TASK TO COMPLETE =
Please lay out the rows below as a Markdown table with the columns Row and Line, giving each line a row number and leaving out blank lines. Begin at the line that contains "In this exercise you will indicate the whiteboard frame" and stop after the line that contains "[(815, 615)]".

begin

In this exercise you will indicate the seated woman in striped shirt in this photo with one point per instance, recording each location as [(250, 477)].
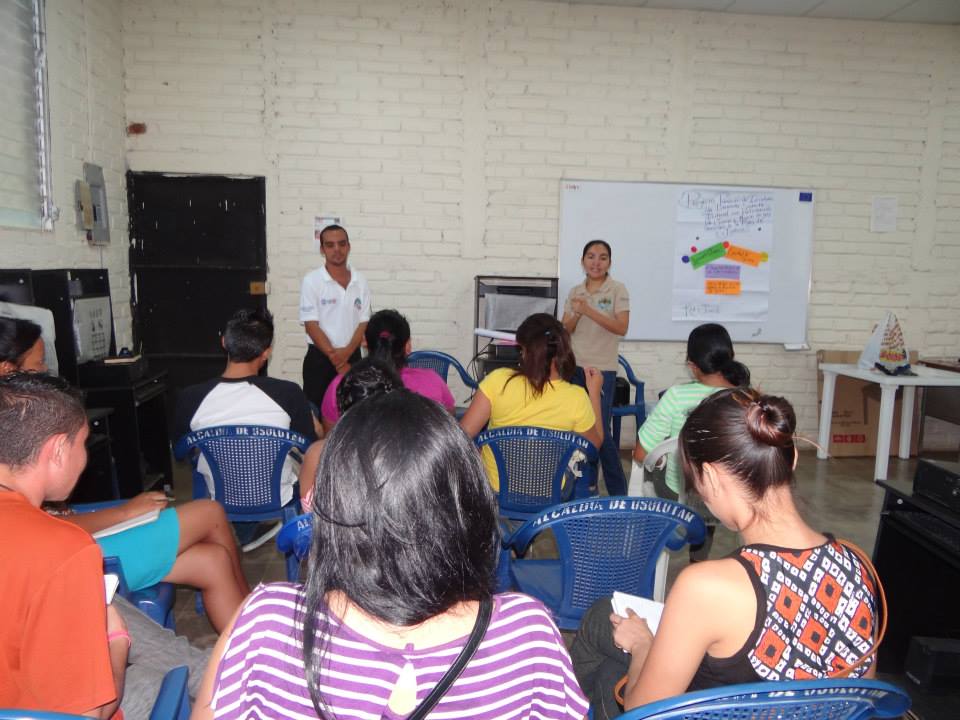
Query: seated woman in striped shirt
[(710, 362), (400, 573)]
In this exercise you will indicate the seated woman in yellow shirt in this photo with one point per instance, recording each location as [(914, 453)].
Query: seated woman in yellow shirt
[(539, 392)]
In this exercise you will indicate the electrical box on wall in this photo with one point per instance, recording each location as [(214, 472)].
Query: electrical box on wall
[(92, 214)]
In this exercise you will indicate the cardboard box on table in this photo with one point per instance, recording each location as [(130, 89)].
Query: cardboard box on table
[(856, 410)]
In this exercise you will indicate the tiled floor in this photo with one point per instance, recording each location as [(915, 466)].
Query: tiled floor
[(835, 495)]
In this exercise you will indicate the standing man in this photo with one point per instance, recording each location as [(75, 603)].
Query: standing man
[(334, 309)]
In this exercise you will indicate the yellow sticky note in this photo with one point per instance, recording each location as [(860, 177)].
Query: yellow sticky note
[(742, 255), (722, 287)]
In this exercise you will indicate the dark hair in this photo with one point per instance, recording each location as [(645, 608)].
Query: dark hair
[(33, 408), (249, 334), (16, 338), (387, 335), (328, 228), (606, 246), (710, 348), (543, 339), (749, 433), (404, 524), (365, 379)]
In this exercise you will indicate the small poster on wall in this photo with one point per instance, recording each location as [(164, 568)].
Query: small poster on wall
[(723, 251)]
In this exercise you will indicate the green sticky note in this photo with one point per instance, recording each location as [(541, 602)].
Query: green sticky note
[(707, 255)]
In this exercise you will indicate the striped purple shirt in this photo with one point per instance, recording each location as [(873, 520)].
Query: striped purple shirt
[(521, 669)]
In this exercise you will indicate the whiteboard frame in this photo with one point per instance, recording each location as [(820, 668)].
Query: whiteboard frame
[(651, 291)]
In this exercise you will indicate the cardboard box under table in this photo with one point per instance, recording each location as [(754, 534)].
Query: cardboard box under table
[(856, 411)]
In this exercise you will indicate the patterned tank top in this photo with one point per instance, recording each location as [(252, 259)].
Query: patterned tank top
[(815, 615)]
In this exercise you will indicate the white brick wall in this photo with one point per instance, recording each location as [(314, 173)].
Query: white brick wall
[(440, 131), (85, 61)]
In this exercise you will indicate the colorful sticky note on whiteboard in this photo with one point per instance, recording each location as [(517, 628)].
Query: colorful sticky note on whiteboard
[(707, 255), (722, 287), (745, 256), (722, 271)]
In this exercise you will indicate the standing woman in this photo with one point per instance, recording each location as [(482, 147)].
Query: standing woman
[(596, 315)]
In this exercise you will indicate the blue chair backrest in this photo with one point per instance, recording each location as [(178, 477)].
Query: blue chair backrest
[(532, 464), (296, 535), (608, 544), (246, 462), (172, 703), (830, 699), (440, 363)]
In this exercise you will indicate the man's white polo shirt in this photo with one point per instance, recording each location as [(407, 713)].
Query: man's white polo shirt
[(338, 310)]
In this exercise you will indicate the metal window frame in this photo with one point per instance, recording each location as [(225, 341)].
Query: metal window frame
[(49, 213)]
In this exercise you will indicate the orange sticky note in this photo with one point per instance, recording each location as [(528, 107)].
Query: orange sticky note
[(722, 287), (742, 255)]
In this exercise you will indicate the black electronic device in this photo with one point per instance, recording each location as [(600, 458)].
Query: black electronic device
[(933, 662), (16, 287), (82, 315), (113, 371), (939, 481)]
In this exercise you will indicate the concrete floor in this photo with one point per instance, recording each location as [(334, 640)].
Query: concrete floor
[(835, 495)]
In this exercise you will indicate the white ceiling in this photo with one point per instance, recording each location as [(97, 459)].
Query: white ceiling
[(920, 11)]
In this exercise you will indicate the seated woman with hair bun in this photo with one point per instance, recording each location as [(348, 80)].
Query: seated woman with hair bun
[(710, 360), (387, 337), (400, 577), (792, 603)]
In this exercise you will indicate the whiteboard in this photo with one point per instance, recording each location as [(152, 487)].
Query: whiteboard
[(691, 254)]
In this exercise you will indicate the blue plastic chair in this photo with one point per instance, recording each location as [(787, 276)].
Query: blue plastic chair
[(533, 465), (246, 463), (156, 601), (294, 542), (637, 409), (832, 699), (172, 703), (604, 544), (173, 700), (440, 363)]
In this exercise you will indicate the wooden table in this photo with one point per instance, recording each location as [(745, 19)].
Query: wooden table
[(925, 377)]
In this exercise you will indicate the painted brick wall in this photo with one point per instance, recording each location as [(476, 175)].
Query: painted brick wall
[(85, 61), (439, 131)]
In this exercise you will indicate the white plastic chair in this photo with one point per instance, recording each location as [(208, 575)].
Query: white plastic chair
[(642, 486)]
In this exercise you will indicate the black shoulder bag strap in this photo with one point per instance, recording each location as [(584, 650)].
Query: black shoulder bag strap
[(473, 642)]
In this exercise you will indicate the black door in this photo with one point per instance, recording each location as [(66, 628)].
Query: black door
[(197, 254)]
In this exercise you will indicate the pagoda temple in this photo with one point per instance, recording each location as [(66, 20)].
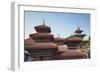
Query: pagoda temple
[(78, 33), (42, 45), (42, 48), (75, 40)]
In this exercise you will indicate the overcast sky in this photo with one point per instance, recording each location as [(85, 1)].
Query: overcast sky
[(63, 24)]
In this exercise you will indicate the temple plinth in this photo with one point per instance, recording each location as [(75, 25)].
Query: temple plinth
[(78, 33)]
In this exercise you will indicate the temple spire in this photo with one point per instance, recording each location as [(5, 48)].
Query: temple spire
[(43, 22)]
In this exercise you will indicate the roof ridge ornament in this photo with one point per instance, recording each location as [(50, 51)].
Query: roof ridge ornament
[(43, 21)]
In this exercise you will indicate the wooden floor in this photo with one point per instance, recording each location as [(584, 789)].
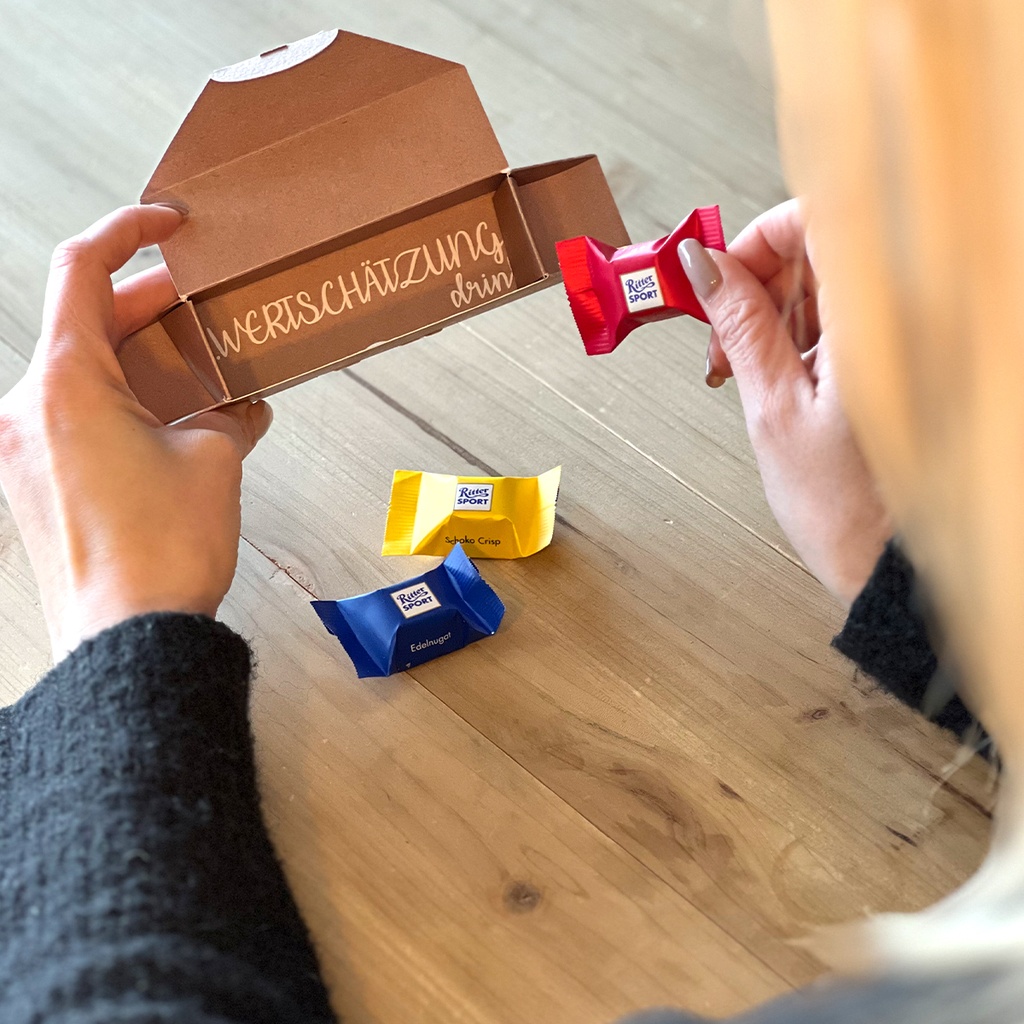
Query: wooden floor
[(657, 773)]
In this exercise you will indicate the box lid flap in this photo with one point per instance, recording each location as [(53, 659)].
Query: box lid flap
[(309, 141)]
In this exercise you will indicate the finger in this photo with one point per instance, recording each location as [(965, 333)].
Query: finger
[(79, 292), (718, 370), (245, 423), (772, 242), (803, 325), (140, 299), (752, 333)]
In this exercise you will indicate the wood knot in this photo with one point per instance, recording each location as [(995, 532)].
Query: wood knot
[(816, 714), (521, 897)]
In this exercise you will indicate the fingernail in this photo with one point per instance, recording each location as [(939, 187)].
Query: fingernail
[(174, 204), (700, 268)]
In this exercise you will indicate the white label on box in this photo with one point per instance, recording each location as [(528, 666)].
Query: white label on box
[(473, 497), (643, 290), (415, 600)]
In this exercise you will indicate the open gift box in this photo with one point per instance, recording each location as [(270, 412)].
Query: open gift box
[(345, 196)]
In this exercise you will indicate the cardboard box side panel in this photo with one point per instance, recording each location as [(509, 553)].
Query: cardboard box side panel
[(401, 152), (353, 72), (159, 377), (399, 282), (519, 245), (184, 330), (534, 172), (485, 187), (385, 346), (561, 202)]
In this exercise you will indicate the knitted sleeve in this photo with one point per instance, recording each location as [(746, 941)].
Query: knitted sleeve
[(887, 637), (137, 882)]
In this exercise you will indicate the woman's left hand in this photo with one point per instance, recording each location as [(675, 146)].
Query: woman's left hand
[(120, 514)]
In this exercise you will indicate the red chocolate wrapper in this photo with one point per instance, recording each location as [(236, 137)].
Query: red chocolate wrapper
[(613, 291)]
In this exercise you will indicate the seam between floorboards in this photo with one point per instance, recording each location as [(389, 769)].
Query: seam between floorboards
[(639, 451), (669, 883)]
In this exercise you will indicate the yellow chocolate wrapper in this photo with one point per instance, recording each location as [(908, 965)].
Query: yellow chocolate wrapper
[(489, 516)]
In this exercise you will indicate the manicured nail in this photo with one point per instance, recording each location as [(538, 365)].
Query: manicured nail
[(700, 268), (174, 204), (712, 380)]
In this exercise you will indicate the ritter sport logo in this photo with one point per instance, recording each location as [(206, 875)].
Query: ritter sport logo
[(415, 600), (473, 497), (643, 290)]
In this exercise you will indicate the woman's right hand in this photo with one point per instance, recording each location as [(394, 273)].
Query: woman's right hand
[(762, 299)]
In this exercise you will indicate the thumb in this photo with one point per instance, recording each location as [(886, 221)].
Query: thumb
[(750, 330), (244, 423)]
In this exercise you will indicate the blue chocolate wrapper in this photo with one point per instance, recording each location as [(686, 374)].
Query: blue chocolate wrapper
[(399, 627)]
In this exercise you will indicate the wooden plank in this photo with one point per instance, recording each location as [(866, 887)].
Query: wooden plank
[(440, 880), (650, 691)]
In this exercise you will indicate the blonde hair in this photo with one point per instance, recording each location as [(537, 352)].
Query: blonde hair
[(902, 122)]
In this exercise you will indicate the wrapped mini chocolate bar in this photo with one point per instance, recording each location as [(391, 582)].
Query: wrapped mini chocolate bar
[(399, 627), (489, 516), (613, 291)]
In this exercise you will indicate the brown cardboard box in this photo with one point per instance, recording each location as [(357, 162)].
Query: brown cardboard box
[(345, 196)]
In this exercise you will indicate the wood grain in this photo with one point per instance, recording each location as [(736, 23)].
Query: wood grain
[(657, 773)]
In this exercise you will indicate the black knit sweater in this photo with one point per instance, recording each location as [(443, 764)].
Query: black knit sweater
[(137, 883)]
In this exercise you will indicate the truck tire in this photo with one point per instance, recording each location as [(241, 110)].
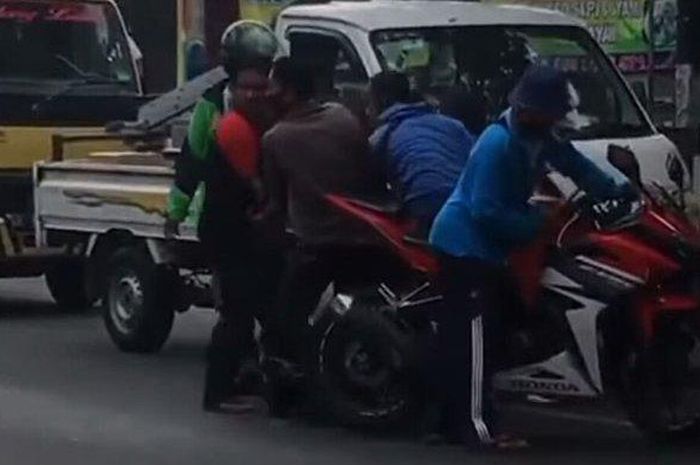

end

COMPLETED TASK =
| Row | Line |
|---|---|
| 1 | In this exercise you will indicate the whiteboard frame in this photo with one point per instance, recording each location as [(820, 668)]. |
| 2 | Query: whiteboard frame |
| 3 | [(651, 291)] |
| 4 | In this exercise you will indicate the cardboard box under table in this photo with one point per instance, recording each location as [(754, 534)]. |
| 5 | Query: cardboard box under table |
| 6 | [(856, 411)] |
| 7 | In this exercise you will indicate the patterned tank top in this photo with one point per instance, recording each location as [(252, 259)]. |
| 8 | Query: patterned tank top |
| 9 | [(815, 615)] |